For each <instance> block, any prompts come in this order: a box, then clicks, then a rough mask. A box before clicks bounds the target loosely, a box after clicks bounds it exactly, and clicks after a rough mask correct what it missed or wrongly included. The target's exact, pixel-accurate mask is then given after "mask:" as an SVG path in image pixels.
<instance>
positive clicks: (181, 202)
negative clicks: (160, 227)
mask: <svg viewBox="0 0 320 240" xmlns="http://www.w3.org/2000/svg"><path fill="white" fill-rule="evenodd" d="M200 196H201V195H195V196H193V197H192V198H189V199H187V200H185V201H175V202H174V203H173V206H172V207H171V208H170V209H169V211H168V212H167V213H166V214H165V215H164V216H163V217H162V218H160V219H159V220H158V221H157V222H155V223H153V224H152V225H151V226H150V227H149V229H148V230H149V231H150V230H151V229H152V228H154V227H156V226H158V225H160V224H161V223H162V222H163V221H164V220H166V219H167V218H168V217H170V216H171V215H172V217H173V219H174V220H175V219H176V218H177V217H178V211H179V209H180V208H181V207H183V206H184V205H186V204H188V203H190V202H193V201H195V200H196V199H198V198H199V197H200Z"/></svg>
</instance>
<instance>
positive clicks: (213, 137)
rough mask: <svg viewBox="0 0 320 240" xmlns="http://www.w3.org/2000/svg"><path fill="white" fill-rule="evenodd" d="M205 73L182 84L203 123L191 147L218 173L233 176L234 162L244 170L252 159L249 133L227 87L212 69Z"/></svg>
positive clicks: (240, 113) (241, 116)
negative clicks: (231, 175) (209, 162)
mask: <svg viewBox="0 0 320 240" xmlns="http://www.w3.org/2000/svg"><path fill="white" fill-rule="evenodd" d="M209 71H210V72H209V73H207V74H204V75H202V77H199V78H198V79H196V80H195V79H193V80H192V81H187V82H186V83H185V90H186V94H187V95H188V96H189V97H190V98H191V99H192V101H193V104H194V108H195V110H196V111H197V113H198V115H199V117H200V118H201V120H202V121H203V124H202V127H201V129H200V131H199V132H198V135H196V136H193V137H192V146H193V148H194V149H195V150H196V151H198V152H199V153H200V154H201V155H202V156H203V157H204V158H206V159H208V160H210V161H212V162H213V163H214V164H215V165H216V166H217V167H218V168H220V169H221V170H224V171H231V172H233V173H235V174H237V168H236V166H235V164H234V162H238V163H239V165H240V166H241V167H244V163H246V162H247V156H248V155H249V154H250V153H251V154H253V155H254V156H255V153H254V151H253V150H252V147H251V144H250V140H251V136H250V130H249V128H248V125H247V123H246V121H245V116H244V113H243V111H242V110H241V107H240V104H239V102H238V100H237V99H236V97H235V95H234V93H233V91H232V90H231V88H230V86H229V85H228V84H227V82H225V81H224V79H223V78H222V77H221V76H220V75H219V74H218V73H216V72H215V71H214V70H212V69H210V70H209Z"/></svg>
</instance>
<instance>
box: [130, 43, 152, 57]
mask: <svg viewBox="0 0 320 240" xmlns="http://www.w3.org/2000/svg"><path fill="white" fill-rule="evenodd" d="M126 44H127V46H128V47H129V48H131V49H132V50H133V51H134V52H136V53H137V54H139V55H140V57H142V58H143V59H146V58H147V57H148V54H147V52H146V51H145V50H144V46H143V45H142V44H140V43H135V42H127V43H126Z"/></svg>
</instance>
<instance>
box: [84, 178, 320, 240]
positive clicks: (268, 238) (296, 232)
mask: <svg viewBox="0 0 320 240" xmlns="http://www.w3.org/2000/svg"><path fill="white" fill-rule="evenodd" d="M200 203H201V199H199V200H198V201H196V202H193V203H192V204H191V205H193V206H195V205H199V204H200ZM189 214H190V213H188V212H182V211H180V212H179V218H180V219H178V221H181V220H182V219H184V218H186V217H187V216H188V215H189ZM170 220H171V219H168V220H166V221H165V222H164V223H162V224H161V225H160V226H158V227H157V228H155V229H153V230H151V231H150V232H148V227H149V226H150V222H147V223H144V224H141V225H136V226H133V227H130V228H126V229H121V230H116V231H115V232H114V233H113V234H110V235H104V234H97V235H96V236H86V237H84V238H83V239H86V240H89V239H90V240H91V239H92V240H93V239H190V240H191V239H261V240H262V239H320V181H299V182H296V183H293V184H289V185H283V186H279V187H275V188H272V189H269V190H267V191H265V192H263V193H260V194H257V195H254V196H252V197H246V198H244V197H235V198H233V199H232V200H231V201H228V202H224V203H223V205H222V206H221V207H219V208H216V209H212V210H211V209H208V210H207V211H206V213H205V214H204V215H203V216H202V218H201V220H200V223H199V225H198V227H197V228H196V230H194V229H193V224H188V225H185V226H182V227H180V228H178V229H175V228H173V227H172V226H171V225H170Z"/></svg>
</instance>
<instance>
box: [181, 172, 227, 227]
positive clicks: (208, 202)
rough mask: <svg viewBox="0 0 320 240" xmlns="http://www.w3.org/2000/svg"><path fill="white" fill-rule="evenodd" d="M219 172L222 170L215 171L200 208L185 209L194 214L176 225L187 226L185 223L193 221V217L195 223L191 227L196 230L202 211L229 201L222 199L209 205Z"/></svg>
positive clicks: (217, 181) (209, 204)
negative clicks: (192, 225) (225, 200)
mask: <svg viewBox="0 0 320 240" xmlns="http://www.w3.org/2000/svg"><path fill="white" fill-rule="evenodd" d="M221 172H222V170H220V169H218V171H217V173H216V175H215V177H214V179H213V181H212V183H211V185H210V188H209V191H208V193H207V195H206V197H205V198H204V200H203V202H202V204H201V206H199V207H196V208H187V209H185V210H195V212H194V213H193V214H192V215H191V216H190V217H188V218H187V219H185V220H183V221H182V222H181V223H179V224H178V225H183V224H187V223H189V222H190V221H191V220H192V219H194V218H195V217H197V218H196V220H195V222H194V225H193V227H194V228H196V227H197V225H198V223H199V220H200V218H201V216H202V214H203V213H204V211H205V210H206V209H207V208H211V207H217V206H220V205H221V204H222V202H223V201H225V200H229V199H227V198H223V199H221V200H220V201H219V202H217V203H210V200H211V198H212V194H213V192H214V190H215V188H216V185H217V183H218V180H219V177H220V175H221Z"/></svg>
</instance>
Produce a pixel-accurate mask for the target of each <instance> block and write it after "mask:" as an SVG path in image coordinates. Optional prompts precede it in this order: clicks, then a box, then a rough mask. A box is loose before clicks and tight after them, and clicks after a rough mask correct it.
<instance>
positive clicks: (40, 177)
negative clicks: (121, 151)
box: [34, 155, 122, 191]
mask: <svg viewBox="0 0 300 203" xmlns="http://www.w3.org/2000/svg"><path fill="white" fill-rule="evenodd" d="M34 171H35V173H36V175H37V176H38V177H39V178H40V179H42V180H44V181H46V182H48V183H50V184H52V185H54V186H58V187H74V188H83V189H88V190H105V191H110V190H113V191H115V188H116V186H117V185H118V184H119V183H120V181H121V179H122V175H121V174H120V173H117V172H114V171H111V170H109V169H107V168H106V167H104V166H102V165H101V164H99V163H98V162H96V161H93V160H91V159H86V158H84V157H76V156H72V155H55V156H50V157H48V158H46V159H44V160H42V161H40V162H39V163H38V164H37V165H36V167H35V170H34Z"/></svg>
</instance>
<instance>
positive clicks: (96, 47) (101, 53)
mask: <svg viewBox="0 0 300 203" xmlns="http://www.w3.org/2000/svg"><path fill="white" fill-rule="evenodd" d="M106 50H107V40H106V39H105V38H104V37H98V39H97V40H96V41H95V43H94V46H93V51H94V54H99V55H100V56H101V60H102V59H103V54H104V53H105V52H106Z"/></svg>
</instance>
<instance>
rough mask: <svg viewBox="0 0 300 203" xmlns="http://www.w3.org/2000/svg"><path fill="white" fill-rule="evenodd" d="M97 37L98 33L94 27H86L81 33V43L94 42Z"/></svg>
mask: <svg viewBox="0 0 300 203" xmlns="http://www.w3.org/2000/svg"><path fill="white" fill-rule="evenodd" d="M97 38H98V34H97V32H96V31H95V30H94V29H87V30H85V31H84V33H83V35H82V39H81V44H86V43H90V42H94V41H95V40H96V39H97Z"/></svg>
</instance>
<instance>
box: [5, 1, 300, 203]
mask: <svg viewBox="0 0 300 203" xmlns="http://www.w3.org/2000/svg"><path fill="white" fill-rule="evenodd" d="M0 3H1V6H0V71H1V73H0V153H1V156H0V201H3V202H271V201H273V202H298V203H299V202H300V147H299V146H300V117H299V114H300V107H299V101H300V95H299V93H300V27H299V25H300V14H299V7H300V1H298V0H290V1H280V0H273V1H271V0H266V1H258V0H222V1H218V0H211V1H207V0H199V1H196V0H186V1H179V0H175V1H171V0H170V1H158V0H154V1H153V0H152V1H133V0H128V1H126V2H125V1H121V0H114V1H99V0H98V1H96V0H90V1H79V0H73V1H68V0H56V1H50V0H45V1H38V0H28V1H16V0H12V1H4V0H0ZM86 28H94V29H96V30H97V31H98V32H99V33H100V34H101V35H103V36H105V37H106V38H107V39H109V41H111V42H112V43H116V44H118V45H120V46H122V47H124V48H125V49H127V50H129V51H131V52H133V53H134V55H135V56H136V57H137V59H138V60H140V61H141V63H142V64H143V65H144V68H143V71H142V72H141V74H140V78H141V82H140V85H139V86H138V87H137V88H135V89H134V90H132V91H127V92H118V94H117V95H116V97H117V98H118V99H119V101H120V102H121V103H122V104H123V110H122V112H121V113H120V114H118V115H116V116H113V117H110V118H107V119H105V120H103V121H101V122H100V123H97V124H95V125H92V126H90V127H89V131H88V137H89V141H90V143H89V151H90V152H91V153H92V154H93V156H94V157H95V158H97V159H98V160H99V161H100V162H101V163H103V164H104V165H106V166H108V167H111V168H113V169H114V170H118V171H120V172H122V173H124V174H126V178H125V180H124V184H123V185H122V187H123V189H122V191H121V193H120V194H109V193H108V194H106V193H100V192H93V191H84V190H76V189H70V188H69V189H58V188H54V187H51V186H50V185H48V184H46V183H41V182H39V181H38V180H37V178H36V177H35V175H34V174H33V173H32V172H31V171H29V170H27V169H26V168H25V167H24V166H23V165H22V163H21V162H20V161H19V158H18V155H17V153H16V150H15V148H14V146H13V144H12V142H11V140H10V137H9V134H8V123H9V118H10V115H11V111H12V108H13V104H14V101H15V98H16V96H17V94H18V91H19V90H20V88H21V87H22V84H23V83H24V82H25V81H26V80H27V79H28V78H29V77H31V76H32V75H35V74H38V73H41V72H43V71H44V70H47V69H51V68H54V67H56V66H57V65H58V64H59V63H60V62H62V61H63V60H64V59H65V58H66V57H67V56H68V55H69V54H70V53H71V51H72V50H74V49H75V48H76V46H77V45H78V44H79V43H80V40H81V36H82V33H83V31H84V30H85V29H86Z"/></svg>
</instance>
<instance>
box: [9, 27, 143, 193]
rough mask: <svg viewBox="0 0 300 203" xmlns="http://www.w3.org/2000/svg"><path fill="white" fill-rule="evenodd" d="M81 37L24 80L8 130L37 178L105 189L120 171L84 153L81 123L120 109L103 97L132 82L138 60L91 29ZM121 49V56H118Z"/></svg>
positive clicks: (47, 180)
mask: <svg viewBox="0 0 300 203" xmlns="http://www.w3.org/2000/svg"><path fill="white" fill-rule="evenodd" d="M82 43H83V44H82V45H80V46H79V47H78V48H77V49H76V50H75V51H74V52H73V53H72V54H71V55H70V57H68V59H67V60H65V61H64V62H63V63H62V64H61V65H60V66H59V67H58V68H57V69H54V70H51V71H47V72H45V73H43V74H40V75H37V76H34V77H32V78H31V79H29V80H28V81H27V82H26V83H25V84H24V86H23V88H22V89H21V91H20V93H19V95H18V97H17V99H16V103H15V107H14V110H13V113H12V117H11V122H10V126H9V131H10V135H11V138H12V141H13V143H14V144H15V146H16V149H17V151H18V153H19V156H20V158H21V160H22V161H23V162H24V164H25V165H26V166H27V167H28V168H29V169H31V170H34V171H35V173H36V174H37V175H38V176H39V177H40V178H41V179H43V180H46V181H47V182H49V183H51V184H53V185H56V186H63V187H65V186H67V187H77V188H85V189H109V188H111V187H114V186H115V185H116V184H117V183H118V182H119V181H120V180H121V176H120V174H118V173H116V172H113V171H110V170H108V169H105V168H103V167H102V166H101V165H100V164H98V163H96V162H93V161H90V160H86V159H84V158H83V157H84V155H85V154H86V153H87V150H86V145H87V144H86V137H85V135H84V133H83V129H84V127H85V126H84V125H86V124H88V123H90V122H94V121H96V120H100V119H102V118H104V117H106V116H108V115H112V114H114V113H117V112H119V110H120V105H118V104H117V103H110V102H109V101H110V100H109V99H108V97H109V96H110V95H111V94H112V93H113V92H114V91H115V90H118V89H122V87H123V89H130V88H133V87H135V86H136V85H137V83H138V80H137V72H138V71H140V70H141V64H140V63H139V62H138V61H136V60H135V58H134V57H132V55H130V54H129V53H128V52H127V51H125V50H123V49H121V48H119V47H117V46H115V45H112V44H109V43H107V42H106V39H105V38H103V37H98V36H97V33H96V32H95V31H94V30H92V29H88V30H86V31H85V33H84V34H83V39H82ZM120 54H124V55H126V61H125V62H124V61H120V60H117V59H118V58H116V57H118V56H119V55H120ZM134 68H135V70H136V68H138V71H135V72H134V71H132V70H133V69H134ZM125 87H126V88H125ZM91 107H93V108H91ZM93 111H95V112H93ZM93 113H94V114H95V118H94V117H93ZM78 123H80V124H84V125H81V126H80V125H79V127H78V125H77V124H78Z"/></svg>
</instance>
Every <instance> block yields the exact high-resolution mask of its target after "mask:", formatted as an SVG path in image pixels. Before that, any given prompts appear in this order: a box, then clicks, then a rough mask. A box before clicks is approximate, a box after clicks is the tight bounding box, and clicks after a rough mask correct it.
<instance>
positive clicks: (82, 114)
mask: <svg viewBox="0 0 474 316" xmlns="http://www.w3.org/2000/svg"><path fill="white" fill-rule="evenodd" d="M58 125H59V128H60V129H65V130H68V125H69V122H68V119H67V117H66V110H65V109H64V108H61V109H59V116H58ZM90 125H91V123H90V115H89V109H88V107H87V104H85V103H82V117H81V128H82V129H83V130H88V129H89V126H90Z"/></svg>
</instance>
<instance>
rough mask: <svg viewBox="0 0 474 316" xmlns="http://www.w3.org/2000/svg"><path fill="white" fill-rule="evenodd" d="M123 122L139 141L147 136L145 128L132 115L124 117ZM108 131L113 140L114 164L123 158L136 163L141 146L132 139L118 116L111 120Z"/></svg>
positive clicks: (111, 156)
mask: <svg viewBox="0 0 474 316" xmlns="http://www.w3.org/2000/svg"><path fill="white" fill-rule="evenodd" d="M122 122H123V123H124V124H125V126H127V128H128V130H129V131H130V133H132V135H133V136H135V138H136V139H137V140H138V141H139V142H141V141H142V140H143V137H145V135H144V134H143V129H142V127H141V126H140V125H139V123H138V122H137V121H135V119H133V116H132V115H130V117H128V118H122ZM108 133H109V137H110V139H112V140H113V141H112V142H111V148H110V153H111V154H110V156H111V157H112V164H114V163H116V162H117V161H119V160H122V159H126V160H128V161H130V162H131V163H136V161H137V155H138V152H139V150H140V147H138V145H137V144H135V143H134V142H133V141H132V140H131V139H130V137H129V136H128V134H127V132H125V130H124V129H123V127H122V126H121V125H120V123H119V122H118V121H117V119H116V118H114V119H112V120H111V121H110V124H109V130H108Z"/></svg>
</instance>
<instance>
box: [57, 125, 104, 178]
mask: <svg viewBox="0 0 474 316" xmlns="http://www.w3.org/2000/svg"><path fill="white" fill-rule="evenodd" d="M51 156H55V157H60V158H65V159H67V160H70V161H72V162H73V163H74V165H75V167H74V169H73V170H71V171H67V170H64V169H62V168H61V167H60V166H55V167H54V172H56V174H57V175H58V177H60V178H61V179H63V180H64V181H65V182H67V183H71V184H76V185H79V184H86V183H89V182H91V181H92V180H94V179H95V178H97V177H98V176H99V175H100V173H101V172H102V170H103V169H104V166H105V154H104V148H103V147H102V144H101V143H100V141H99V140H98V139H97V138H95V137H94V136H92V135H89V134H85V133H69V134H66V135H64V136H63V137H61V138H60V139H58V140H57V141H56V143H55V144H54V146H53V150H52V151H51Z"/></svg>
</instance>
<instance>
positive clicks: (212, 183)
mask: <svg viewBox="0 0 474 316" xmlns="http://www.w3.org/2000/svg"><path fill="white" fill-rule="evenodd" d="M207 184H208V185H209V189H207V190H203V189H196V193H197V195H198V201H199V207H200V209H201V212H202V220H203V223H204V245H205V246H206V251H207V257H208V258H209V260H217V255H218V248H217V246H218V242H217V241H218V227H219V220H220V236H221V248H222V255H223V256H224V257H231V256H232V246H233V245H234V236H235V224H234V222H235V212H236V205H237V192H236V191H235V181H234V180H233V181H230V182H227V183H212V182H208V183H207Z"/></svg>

● What the task requires: Reproduce word for word only the first line of the listing above and each line after it through the line with "positive clicks: (181, 202)".

● Response area:
For each <instance> block, any prompts come in this order: a box, then clicks, then a rough mask. A box before clicks bounds the target loosely, a box after clicks bounds it exactly, and clicks after a rough mask correct what it missed or wrongly included. The target's exact, pixel-accurate mask is then given after "mask:" as an SVG path in image pixels.
<instance>
positive clicks: (181, 202)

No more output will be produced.